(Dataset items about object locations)
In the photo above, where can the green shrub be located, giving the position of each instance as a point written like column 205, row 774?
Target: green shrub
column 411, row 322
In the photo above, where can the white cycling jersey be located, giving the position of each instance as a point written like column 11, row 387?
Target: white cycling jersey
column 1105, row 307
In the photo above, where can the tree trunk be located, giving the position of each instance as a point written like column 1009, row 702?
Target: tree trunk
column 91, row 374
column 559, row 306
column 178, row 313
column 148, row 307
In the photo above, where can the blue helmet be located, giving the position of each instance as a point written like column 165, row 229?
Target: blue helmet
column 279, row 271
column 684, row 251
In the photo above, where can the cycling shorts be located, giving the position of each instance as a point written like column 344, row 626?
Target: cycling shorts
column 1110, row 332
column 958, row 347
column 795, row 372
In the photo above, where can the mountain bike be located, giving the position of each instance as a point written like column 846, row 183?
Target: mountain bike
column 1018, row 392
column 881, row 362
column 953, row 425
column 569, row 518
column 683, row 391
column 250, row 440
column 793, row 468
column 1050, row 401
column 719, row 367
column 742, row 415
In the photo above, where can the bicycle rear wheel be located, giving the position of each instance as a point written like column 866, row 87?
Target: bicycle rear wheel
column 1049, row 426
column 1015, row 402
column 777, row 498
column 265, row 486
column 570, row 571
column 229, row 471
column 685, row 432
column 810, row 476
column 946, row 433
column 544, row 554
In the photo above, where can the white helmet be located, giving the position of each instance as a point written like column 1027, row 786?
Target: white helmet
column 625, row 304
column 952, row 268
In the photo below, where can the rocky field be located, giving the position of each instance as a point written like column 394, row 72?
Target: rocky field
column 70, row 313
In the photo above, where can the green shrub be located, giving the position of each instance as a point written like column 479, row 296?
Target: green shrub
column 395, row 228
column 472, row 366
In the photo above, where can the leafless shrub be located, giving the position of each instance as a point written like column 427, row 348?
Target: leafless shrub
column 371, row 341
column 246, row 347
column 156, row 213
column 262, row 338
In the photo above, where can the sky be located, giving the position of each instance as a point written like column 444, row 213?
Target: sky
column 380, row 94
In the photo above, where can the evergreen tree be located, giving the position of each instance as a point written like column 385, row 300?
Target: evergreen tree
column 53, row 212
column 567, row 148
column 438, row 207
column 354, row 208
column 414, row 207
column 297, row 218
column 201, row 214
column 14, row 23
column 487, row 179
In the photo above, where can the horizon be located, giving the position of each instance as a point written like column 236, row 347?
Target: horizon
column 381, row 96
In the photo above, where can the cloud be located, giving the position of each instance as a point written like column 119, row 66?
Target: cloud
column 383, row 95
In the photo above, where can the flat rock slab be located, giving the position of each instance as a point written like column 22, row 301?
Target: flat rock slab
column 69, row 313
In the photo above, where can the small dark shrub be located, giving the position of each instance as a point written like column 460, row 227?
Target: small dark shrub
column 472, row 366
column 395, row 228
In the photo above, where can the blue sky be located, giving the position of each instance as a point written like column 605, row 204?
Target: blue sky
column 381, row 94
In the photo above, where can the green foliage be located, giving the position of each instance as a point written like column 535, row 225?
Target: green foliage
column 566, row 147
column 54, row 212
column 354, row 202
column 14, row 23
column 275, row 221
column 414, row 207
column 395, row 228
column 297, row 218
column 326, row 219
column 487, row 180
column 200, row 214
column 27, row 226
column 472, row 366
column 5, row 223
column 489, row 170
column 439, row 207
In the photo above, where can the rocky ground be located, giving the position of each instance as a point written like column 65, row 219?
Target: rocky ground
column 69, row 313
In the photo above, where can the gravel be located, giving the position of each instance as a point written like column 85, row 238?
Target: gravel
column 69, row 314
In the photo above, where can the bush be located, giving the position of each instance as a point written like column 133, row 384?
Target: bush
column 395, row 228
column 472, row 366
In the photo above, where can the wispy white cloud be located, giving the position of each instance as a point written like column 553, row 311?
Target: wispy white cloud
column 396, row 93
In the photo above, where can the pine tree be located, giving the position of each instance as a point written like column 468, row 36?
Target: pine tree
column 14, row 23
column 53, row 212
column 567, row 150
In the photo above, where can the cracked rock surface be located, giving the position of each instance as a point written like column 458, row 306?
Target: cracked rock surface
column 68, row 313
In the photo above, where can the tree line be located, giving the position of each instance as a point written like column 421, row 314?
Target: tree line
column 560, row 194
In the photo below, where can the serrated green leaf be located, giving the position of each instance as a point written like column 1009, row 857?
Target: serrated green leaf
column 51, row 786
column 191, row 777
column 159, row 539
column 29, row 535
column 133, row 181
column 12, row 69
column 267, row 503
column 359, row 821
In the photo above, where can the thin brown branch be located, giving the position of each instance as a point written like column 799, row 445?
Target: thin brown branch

◆ **Task requirements**: Copy every one of the items above word for word, leaving nothing out and changing nothing.

◆ **Answer to this exercise**:
In the photo above, where can the green shrub be located, giving the position of each instance as a point written like column 205, row 774?
Target: green shrub
column 411, row 322
In the photo above, where can the white cycling jersey be located, giving the position of each instance as a point written like column 11, row 387?
Target: white cycling jersey
column 1105, row 307
In the photo above, where can the tree trunk be located, giving the position of each instance as a point written like column 1009, row 702?
Target: tree trunk
column 91, row 374
column 559, row 306
column 178, row 313
column 148, row 307
In the photo above, where can the blue helmet be located, giving the position of each instance as a point written like column 165, row 229?
Target: blue helmet
column 279, row 271
column 684, row 251
In the photo above, where can the cycling shorts be located, giving the position of each instance as a point written like column 344, row 626?
Target: cycling shorts
column 1110, row 332
column 958, row 347
column 795, row 372
In the photo above, where can the mountain bike be located, giving the position of each instance as a point written like column 846, row 183?
Target: mountain bike
column 1018, row 392
column 881, row 362
column 953, row 425
column 569, row 518
column 683, row 391
column 250, row 440
column 793, row 468
column 1050, row 401
column 719, row 367
column 742, row 415
In the photo above, where can the bicycle rear wheel be located, giving the position of each instance as a point written like column 866, row 87?
Target: bicycle rear wheel
column 1049, row 426
column 1015, row 402
column 777, row 498
column 265, row 486
column 570, row 571
column 229, row 471
column 685, row 432
column 810, row 476
column 946, row 433
column 544, row 554
In the photo above, where can the white helmet be located, giving the position of each instance as a point written like column 1027, row 786?
Target: white helmet
column 625, row 304
column 952, row 268
In the photo below, where can the rocky field be located, giving the position of each instance as a point written like column 394, row 72?
Target: rocky field
column 70, row 313
In the photo above, where can the green shrub be located, giving the position of each instance as a point written like column 479, row 296?
Target: green shrub
column 395, row 228
column 472, row 366
In the photo above, where can the leafless shrub be located, giving the position of each instance as a point written like column 427, row 348?
Target: leafless shrub
column 371, row 341
column 246, row 347
column 156, row 213
column 262, row 338
In the photo above, where can the sky be located, giving the position of each instance as a point written like column 444, row 213?
Target: sky
column 380, row 94
In the photo above, where can the evergreen tree be located, giving the position of each instance as a point written like column 385, row 300?
Target: evergreen tree
column 53, row 212
column 567, row 148
column 438, row 207
column 354, row 208
column 414, row 207
column 297, row 218
column 201, row 214
column 14, row 23
column 487, row 179
In the photo above, where can the horizon be located, giving the position of each instance as a point written like column 236, row 347?
Target: horizon
column 381, row 96
In the photo above, where can the cloud be located, giving the position of each instance as a point written like column 119, row 66?
Target: cloud
column 383, row 95
In the photo above, where can the flat rock slab be located, giving the position of each instance as a point written like column 22, row 301?
Target: flat rock slab
column 69, row 313
In the photo above, where can the small dark shrub be located, giving the position of each instance as a point written like column 460, row 227?
Target: small dark shrub
column 472, row 366
column 395, row 228
In the photo above, where can the blue sky be located, giving the position of each instance as a point written like column 605, row 204?
Target: blue sky
column 381, row 94
In the photo above, where can the green foliage be located, giving the position of each instance as a point written like column 535, row 225?
Target: green foliage
column 566, row 147
column 54, row 212
column 354, row 202
column 14, row 23
column 275, row 221
column 414, row 207
column 395, row 228
column 297, row 218
column 326, row 219
column 487, row 180
column 200, row 214
column 27, row 226
column 472, row 366
column 5, row 223
column 489, row 170
column 439, row 207
In the photo above, where can the rocky ground be located, giving the position of each instance as a point written like column 65, row 219?
Target: rocky ground
column 69, row 313
In the photo above, where can the gravel be located, giving the position of each instance as a point written like column 85, row 238?
Target: gravel
column 69, row 314
In the photo above, where can the bush be located, giving the position of each instance as a point written like column 133, row 384?
Target: bush
column 395, row 228
column 472, row 366
In the photo above, where can the wispy white cloud be located, giving the position of each instance as a point written like column 553, row 311?
Target: wispy white cloud
column 396, row 93
In the photo above, where can the pine tree be located, giving the position of each instance as a point written like column 468, row 36?
Target: pine tree
column 14, row 23
column 53, row 212
column 567, row 150
In the photo above, where can the cracked rock surface be located, giving the position of each instance as a point written like column 458, row 306?
Target: cracked rock surface
column 68, row 313
In the photo above, where can the tree line be located, giving the position of each instance as a point written like column 421, row 314?
Target: tree line
column 560, row 194
In the photo below, where can the serrated green leaf be located, giving the position of each instance as a point written like column 1009, row 857?
Target: serrated green leaf
column 51, row 786
column 191, row 777
column 159, row 539
column 29, row 535
column 133, row 181
column 12, row 69
column 267, row 503
column 359, row 821
In the photo above, where can the thin brown branch be located, giving the position of each instance as a point written like column 799, row 445?
Target: thin brown branch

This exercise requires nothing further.